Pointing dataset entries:
** Start **

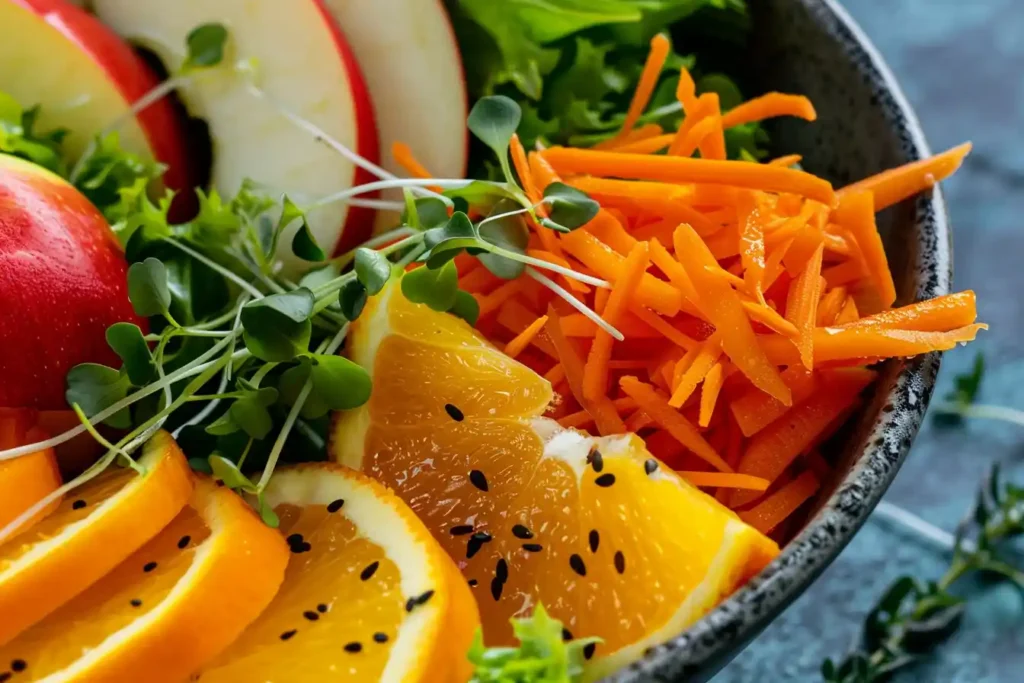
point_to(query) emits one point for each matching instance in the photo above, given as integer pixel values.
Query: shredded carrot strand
(897, 184)
(769, 513)
(672, 421)
(524, 338)
(770, 105)
(595, 377)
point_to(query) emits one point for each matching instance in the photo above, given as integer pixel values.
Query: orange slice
(368, 596)
(28, 479)
(94, 528)
(613, 544)
(168, 608)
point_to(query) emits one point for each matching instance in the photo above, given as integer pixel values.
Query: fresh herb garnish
(542, 656)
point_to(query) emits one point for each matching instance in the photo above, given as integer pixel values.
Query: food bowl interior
(864, 126)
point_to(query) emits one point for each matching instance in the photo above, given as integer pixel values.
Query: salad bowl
(865, 125)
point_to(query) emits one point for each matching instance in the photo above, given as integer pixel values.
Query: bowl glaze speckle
(864, 126)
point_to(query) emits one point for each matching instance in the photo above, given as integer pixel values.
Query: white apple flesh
(409, 54)
(84, 78)
(301, 61)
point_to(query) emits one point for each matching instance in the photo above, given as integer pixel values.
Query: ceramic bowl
(865, 126)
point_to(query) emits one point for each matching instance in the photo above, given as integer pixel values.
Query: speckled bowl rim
(710, 643)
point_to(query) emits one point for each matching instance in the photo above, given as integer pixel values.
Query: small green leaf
(127, 341)
(278, 328)
(569, 207)
(466, 307)
(372, 268)
(339, 382)
(94, 388)
(228, 472)
(352, 299)
(147, 288)
(494, 120)
(206, 46)
(437, 288)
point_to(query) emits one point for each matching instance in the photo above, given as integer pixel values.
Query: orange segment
(91, 530)
(30, 478)
(368, 595)
(610, 542)
(169, 607)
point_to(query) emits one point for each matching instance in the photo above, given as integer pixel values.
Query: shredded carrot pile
(753, 299)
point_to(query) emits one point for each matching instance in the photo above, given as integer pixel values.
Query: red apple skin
(62, 283)
(161, 124)
(359, 220)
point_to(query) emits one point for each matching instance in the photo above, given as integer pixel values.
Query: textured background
(962, 66)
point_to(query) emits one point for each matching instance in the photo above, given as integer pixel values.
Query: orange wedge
(167, 609)
(94, 528)
(368, 595)
(613, 544)
(28, 479)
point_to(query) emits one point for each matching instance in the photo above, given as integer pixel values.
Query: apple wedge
(302, 61)
(85, 78)
(411, 59)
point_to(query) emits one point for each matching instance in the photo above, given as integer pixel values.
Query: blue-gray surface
(961, 63)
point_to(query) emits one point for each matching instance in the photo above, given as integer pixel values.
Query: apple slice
(409, 53)
(85, 78)
(304, 62)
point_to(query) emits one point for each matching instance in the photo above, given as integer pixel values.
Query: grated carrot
(659, 47)
(724, 480)
(770, 105)
(595, 377)
(856, 213)
(672, 421)
(802, 306)
(679, 169)
(899, 183)
(524, 338)
(709, 393)
(725, 311)
(767, 514)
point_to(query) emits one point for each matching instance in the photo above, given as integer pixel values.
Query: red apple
(410, 56)
(54, 54)
(62, 283)
(302, 61)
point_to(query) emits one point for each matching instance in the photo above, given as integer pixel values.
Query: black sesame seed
(370, 570)
(496, 589)
(454, 413)
(477, 479)
(521, 531)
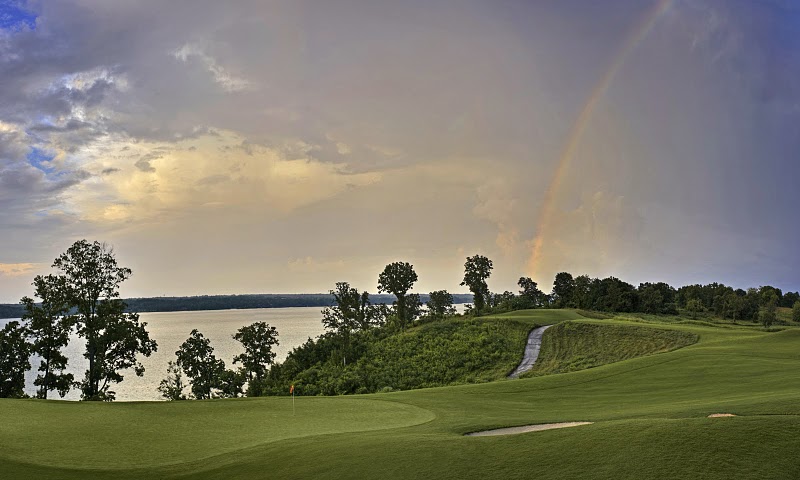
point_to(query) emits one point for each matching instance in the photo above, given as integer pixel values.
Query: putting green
(650, 417)
(148, 434)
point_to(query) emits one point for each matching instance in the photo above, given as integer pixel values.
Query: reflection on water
(170, 329)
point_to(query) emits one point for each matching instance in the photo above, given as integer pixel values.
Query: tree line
(83, 296)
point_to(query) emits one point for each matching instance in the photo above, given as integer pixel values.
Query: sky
(256, 146)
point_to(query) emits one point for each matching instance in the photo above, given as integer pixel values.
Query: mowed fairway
(649, 413)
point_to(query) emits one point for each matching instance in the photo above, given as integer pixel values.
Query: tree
(529, 291)
(694, 306)
(651, 299)
(770, 311)
(789, 299)
(476, 270)
(49, 326)
(352, 312)
(113, 337)
(196, 359)
(171, 387)
(231, 383)
(440, 304)
(398, 278)
(257, 340)
(563, 287)
(581, 294)
(15, 353)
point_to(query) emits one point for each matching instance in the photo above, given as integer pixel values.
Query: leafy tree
(563, 288)
(770, 311)
(440, 304)
(352, 312)
(398, 278)
(651, 300)
(529, 291)
(413, 306)
(196, 359)
(581, 294)
(172, 386)
(734, 306)
(49, 326)
(476, 270)
(789, 299)
(113, 337)
(257, 340)
(15, 353)
(694, 306)
(231, 383)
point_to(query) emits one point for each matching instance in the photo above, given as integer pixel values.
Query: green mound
(445, 352)
(572, 346)
(649, 413)
(147, 434)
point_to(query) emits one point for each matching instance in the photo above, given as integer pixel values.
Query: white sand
(526, 428)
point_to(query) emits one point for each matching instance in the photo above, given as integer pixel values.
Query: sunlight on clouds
(151, 181)
(312, 265)
(225, 79)
(599, 237)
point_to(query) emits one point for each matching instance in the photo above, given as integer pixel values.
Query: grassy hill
(650, 417)
(572, 346)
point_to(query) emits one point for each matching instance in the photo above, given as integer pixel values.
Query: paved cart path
(531, 351)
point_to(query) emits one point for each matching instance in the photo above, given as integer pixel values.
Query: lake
(170, 329)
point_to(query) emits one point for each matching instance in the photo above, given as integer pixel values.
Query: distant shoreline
(232, 302)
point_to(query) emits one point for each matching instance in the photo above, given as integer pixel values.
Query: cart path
(531, 351)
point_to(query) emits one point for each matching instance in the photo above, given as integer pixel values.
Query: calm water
(170, 329)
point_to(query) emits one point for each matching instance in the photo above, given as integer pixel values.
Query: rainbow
(598, 92)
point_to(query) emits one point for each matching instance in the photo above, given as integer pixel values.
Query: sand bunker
(526, 428)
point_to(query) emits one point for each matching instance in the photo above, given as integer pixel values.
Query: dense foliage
(614, 295)
(14, 360)
(456, 350)
(49, 326)
(227, 302)
(114, 337)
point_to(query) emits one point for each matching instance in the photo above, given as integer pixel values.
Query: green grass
(649, 413)
(572, 346)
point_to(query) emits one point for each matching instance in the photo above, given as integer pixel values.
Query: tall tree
(694, 306)
(15, 352)
(563, 287)
(529, 291)
(352, 312)
(789, 299)
(477, 269)
(397, 278)
(197, 360)
(49, 326)
(257, 340)
(171, 387)
(113, 337)
(651, 300)
(440, 304)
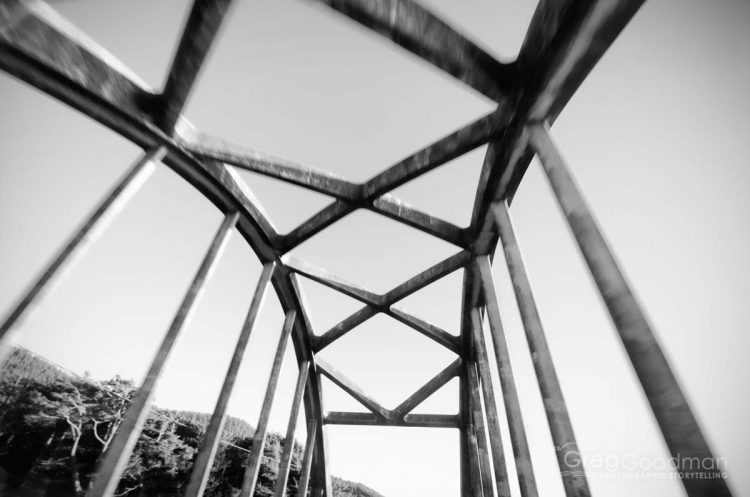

** End **

To be done:
Find every line in the entries above that contains the word "shredded", and copy each such line out. Case counts.

Task response:
Query: shredded carrot strand
Query: shredded carrot pile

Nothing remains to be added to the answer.